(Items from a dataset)
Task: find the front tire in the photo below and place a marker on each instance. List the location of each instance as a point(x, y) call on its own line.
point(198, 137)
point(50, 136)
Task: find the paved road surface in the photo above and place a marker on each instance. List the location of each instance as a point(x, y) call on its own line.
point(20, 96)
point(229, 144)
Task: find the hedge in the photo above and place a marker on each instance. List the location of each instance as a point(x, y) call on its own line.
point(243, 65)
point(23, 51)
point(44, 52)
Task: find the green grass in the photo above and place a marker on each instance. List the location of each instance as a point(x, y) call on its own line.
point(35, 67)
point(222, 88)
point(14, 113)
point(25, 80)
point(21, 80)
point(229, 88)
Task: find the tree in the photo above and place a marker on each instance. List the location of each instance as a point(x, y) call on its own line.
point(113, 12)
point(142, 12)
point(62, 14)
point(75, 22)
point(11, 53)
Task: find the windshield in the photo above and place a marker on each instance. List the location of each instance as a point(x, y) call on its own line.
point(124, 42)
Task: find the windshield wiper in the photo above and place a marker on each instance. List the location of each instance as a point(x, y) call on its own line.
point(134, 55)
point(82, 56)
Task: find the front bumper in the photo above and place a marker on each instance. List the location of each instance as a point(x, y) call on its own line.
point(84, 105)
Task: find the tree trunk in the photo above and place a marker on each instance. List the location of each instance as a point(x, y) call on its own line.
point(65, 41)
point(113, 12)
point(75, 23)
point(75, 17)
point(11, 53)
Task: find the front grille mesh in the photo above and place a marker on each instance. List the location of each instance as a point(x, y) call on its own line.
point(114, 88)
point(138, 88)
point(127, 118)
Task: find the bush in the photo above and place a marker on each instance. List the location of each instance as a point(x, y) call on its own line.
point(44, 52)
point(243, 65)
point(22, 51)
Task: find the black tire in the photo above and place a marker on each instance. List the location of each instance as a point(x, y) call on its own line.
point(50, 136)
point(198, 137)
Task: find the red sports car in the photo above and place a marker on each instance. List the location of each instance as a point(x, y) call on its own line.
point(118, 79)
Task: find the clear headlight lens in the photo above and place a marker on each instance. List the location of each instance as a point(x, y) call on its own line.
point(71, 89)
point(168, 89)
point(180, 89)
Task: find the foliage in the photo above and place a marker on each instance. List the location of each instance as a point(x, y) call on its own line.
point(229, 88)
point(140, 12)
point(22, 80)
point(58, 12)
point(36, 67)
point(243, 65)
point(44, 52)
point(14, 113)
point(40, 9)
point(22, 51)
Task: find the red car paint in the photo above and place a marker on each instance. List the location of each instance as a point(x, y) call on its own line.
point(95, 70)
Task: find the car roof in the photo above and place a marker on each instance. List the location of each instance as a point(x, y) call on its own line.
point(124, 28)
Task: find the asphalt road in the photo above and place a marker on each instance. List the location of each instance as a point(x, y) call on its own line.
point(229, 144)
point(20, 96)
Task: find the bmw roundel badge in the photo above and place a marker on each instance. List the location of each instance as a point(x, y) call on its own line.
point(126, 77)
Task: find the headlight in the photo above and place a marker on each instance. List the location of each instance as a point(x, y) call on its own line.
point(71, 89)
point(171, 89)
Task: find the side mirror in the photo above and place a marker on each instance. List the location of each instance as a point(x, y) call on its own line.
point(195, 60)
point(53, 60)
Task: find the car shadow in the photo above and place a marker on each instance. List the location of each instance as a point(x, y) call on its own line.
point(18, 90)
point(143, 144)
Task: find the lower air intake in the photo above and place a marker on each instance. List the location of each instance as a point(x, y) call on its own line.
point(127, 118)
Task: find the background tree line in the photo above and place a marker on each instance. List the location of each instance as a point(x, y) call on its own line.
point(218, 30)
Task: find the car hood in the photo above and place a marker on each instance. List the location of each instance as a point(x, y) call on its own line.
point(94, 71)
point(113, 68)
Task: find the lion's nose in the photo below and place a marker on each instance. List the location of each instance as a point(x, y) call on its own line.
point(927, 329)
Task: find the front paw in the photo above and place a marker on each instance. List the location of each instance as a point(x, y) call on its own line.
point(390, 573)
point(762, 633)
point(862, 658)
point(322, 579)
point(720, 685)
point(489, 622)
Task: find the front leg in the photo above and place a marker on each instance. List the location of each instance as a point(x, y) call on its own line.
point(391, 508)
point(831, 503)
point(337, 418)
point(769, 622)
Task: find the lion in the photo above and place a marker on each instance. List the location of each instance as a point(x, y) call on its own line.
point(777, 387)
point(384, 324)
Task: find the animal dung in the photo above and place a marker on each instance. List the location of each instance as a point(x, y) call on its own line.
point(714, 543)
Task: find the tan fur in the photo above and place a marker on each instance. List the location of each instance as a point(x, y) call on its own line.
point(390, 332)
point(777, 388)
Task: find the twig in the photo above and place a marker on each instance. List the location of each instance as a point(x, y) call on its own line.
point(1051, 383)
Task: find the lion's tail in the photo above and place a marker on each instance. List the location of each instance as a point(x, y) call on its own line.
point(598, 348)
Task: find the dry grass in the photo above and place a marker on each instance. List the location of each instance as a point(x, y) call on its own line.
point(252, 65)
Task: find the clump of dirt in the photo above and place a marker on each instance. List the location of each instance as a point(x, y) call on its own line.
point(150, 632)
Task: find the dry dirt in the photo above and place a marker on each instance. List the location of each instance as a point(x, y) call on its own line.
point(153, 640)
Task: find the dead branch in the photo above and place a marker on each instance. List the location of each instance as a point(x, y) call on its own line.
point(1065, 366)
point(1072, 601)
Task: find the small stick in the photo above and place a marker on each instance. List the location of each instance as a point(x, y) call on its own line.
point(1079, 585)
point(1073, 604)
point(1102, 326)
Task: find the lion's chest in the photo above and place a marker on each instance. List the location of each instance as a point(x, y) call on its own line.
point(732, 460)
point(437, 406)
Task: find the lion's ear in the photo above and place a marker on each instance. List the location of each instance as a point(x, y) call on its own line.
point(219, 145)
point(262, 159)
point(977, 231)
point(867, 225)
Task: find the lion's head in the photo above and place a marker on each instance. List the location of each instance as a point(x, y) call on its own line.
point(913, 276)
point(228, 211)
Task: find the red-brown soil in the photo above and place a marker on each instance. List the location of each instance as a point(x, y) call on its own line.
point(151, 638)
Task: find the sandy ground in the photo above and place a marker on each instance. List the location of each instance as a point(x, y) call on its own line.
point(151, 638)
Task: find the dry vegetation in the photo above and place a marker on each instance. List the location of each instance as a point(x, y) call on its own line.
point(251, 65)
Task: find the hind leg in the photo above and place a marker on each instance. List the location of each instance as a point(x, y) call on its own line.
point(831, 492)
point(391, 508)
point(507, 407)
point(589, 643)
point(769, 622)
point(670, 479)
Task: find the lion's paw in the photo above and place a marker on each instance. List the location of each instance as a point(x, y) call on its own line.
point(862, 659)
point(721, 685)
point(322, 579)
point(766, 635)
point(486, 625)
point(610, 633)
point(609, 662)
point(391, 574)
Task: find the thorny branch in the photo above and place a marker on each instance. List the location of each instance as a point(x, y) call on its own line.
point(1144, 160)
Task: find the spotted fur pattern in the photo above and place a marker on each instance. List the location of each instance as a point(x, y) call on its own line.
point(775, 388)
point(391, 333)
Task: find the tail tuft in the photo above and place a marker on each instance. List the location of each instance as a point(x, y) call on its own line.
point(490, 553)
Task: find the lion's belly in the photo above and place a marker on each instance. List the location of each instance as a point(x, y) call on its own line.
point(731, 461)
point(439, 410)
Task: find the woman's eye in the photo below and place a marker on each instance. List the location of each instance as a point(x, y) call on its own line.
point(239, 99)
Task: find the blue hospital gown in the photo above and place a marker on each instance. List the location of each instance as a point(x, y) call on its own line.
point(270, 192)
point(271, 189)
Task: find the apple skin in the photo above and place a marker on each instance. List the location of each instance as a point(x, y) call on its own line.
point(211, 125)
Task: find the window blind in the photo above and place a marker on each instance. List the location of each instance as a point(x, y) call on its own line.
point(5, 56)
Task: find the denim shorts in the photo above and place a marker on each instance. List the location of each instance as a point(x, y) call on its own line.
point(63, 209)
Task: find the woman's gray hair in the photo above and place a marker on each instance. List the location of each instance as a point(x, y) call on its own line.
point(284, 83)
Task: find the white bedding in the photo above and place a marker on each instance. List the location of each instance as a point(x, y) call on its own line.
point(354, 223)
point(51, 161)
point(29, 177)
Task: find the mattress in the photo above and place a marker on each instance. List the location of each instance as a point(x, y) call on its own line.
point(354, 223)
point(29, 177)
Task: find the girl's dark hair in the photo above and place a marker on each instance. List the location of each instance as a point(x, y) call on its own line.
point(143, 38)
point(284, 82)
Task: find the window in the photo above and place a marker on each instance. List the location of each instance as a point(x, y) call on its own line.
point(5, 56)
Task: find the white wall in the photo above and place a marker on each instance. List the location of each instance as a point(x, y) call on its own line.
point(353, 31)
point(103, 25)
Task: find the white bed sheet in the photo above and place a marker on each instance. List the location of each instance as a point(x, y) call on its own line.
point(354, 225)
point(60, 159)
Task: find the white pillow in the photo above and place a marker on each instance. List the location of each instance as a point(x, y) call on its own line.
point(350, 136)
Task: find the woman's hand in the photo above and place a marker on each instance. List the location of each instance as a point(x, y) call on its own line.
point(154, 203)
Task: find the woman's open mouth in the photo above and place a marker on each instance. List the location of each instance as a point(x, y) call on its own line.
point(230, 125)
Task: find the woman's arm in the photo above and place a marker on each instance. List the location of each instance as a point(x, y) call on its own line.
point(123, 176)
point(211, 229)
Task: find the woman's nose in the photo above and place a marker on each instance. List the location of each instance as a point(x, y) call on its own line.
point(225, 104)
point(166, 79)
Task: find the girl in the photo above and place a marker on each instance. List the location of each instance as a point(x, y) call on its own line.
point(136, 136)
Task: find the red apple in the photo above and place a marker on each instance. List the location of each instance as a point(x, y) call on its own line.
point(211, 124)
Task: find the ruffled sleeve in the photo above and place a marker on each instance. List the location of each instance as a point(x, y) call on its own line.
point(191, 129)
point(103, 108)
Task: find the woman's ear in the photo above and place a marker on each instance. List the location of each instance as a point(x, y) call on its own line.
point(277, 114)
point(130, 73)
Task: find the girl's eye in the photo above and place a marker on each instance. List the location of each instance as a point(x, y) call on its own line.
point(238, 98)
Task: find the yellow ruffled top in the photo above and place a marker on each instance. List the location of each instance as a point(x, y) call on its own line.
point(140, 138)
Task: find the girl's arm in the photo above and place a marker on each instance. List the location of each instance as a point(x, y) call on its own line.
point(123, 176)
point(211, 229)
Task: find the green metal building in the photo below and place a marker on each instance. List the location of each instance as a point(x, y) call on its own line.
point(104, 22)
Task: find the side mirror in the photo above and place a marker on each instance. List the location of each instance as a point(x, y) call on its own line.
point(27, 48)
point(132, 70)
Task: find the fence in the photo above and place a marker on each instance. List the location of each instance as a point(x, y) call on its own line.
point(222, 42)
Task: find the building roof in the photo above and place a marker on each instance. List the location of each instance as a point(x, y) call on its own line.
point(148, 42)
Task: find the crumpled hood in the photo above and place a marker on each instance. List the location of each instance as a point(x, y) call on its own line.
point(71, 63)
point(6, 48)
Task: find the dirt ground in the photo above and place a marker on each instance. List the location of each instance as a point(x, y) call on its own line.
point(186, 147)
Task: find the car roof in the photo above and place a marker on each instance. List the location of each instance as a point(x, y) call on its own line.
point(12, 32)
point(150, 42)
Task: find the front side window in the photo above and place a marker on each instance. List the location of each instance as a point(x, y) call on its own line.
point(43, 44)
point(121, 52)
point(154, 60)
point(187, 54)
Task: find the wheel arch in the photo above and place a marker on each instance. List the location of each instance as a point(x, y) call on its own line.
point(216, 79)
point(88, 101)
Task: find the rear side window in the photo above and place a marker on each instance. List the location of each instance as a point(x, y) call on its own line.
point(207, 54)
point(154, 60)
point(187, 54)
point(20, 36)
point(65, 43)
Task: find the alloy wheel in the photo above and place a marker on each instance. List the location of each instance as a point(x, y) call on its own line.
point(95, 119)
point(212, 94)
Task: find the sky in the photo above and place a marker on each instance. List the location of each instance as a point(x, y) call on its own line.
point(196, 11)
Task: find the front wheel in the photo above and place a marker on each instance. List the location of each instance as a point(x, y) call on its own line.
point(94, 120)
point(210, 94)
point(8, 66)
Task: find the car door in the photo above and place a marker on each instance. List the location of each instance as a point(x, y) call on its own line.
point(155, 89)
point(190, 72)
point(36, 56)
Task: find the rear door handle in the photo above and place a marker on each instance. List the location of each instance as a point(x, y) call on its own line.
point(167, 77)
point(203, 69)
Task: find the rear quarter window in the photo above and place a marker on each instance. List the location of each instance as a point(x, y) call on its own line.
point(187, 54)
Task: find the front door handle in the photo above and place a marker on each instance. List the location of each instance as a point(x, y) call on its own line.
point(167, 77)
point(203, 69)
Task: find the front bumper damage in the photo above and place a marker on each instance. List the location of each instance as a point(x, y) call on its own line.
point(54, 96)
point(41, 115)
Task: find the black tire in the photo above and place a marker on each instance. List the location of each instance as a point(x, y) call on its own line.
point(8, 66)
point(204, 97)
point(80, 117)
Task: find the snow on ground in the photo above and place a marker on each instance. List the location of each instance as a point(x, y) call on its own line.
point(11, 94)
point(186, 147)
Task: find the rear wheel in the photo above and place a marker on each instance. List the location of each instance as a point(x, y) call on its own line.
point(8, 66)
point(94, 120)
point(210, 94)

TASK STATEMENT
Begin at the line that has "Task: find the rear wheel" and stop after the last line above. Give those lines as a numbered list, leaving out any blank lines.

RESPONSE
1. Task: find the rear wheel in the photo above and place a marker on each instance. List the location of each instance as a point(x, y) call on its own line.
2. point(8, 66)
3. point(94, 120)
4. point(210, 94)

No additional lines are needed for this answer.